Written exercise A
Can you transcribe the passage on Scripture starting with "What Christians believe" and going on through "of Scripture collapses."?

Selection

↓↓↓

Does all this mean that there are no problems with Scripture? No, there are questions and difficulties. Does it mean that there can be no mistakes in Scripture – that it is “inerrant”? Again, we need to remember the purpose of Scripture. It is not simply a historical document, let alone a modern, western historical document. It is salvation history.
What Christians believe is that Scripture is utterly reliable and authoritative when it is dealing with matters of salvation. This covers the historical account of Jesus life, teaching, death, resurrection, ascension and return. It also covers the theological and moral teaching of Scripture as seen in and through the New Testament.
However there is no need to give way to fear that if certain secondary details of Old Testament history, or if eyewitness accounts of how many blind men there were outside Jericho do not tie up, then the whole of Scripture collapses.
It has to be said though that Scripture is remarkably historically reliable. Professor F F Bruce wrote: “The evidence for our New Testament writings is ever so much greater than the evidence for many writings of classical authors, the authenticity of which no-one dreams of questioning. And if the New Testament were a collection of secular writings, their authenticity would generally be regarded as beyond all doubt. It is a curious fact that historians have often been much readier to trust the New Testament records than have many theologians. Somehow or other, there are people who regard a ‘sacred book’ as ipso facto under suspicion, and demand much more corroborative evidence for such a work than they would for an ordinary secular or pagan writing. From the viewpoint of the historian, the same standards must be applied to both. But we do not quarrel with those who want more evidence for the New Testament than for other writings; firstly, because the universal claims which the New Testament makes upon mankind are so absolute, and the character and works of its chief Figure so unparalleled, that we want to be as sure of its truth as we possibly can; and secondly, because in point of fact there is much more evidence for the New Testament than for other ancient writings of comparable date.” (The New Testament Documents: Are they Reliable? F. F. Bruce, Chapter 2).

↑↑↑

Records
↓↓↓

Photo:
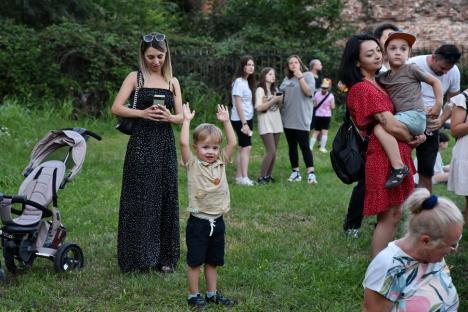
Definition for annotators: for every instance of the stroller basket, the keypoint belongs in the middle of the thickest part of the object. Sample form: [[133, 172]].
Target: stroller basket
[[35, 229]]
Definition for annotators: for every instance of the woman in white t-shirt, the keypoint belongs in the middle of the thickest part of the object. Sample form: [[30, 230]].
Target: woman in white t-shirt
[[458, 177], [242, 115], [411, 273], [270, 126]]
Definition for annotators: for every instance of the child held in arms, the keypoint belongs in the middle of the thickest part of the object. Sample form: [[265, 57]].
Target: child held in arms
[[208, 201], [403, 83]]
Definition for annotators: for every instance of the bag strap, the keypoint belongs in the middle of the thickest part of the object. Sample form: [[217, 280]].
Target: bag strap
[[139, 85], [321, 102], [369, 128], [466, 103]]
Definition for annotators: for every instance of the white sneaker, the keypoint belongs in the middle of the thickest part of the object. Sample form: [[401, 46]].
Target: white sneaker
[[311, 178], [295, 176]]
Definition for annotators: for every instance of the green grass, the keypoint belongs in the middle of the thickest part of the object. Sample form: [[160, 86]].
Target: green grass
[[285, 246]]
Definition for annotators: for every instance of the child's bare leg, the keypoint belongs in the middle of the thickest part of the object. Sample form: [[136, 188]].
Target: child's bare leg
[[390, 146], [193, 275], [211, 277]]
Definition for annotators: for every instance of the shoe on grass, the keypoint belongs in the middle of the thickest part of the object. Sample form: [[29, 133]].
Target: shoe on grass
[[197, 302], [220, 299], [295, 176], [353, 233], [311, 178], [396, 177]]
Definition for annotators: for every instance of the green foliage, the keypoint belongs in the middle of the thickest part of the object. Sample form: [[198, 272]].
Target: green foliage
[[82, 50], [82, 59], [202, 99], [285, 248]]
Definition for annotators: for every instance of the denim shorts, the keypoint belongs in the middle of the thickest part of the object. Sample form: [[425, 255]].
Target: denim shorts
[[414, 120]]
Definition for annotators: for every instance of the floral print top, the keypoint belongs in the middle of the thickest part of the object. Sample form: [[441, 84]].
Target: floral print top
[[411, 285]]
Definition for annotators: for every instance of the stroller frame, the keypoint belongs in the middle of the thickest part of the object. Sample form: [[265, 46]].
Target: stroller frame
[[37, 231]]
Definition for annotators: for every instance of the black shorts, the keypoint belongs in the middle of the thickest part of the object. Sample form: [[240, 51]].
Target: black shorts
[[244, 139], [427, 154], [322, 123], [201, 247]]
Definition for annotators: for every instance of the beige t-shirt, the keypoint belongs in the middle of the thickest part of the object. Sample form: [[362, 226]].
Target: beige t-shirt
[[207, 186], [404, 87], [270, 120]]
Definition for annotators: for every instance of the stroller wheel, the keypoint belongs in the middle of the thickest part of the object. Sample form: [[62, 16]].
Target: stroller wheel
[[13, 262], [68, 257]]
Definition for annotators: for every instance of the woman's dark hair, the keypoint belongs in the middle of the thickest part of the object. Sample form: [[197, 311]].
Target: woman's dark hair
[[349, 73], [378, 31], [449, 53], [262, 83], [241, 74]]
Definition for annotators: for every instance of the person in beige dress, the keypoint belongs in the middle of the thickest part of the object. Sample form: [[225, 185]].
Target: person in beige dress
[[270, 127]]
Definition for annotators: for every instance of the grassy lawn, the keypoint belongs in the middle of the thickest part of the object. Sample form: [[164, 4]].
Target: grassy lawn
[[285, 246]]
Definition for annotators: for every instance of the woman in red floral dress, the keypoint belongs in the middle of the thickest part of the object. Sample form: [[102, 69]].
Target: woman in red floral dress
[[368, 104]]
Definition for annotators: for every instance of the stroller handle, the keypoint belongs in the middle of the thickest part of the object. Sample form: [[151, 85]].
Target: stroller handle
[[85, 133], [22, 200]]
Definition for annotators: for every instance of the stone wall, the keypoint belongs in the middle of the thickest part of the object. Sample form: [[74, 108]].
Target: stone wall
[[432, 22]]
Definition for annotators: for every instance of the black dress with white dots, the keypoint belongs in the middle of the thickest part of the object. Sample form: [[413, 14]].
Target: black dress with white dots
[[148, 234]]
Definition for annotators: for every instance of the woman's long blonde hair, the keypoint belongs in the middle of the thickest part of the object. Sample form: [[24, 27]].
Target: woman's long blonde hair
[[162, 46]]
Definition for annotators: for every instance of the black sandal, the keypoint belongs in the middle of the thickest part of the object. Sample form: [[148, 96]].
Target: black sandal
[[396, 177]]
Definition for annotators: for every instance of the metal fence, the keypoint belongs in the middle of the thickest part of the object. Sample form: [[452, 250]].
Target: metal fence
[[217, 71]]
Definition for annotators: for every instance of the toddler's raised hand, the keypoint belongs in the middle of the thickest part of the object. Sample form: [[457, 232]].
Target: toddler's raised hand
[[223, 113], [186, 110]]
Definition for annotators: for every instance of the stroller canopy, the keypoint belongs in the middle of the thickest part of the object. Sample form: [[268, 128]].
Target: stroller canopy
[[54, 140]]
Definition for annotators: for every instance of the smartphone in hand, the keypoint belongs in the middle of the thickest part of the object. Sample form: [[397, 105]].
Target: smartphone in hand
[[159, 100]]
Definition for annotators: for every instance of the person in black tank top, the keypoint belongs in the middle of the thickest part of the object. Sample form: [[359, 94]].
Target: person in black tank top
[[148, 230]]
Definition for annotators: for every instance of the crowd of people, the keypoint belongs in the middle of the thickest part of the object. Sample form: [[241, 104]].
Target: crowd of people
[[399, 98]]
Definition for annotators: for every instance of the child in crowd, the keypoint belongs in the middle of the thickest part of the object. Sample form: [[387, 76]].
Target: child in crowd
[[403, 83], [441, 172], [208, 197], [324, 103]]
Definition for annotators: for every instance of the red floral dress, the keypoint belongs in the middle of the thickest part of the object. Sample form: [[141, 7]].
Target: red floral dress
[[364, 100]]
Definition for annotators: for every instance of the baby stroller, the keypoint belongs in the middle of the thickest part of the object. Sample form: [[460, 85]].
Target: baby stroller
[[37, 231]]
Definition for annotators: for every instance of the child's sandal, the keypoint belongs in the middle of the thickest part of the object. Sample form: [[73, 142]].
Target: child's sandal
[[396, 177]]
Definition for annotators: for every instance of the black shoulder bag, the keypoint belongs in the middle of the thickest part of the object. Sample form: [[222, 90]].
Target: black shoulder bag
[[348, 154], [125, 124]]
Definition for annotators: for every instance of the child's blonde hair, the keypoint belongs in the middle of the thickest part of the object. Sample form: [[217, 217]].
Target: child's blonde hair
[[430, 215], [206, 130]]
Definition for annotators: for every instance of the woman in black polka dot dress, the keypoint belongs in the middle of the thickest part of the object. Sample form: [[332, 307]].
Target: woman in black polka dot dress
[[148, 235]]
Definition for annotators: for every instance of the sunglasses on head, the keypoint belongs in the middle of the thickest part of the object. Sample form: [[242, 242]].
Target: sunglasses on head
[[156, 37]]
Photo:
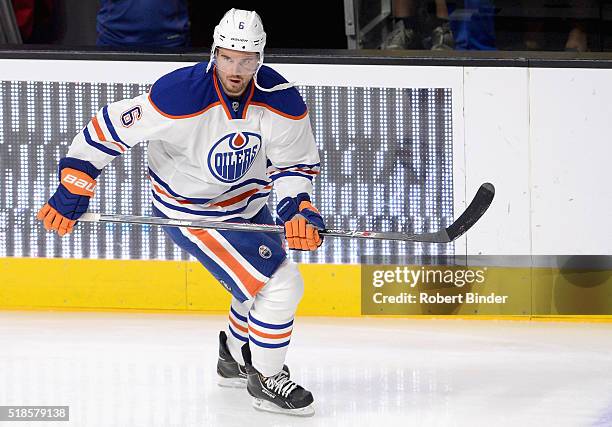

↑↑↑

Written exercise B
Can you express the labeling rows starting with the line with "Definition for annotators: for every instance of the white" and going on through the line with "[[82, 50], [82, 59], [202, 99], [285, 248]]" as a two-column CSV with the columns text and points? Use one CSV line per row, put each value in a single quoted field, and turn line breaks into spaces.

Worked answer A
What Christians believe is that Scripture is utterly reliable and authoritative when it is dealing with matters of salvation. This covers the historical account of Jesus life, teaching, death, resurrection, ascension and return. It also covers the theological and moral teaching of Scripture as seen in and through the New Testament.
However there is no need to give way to fear that if certain secondary details of Old Testament history, or if eyewitness accounts of how many blind men there were outside Jericho do not tie up, then the whole of Scripture collapses.

Worked answer B
text,points
"Definition for annotators: for every instance of the white sneaker, the keypoint belongs in the middle of the thickest part of the object. Sample form: [[401, 46]]. Target: white sneaker","[[311, 178], [295, 176]]"
"Definition for annotators: for every instance of the green grass, the keypoint belongs in the middle of the thickest part of the object. Sample form: [[160, 86]]. Target: green grass","[[285, 246]]"
"Definition for annotators: for every instance of the child's bare leg, the keypoint belongs in the middle of the thickest part of the object. Sample form: [[136, 188]]. Target: child's bare leg","[[390, 146], [193, 275], [211, 277]]"
"Definition for annotators: for every instance of the shoe on grass, the keypoint belongs in the middle of the thickest part of the object. Sample form: [[29, 133]]. Target: shoe on grass","[[197, 302], [220, 299], [295, 176], [353, 233], [311, 178], [396, 177]]"
"Definition for annotators: for every instance of the green foliage, the keypoint belongs in the middle of the thickest part of the object. Sample form: [[198, 272]]. Target: green foliage","[[82, 50], [82, 59], [202, 99], [285, 248]]"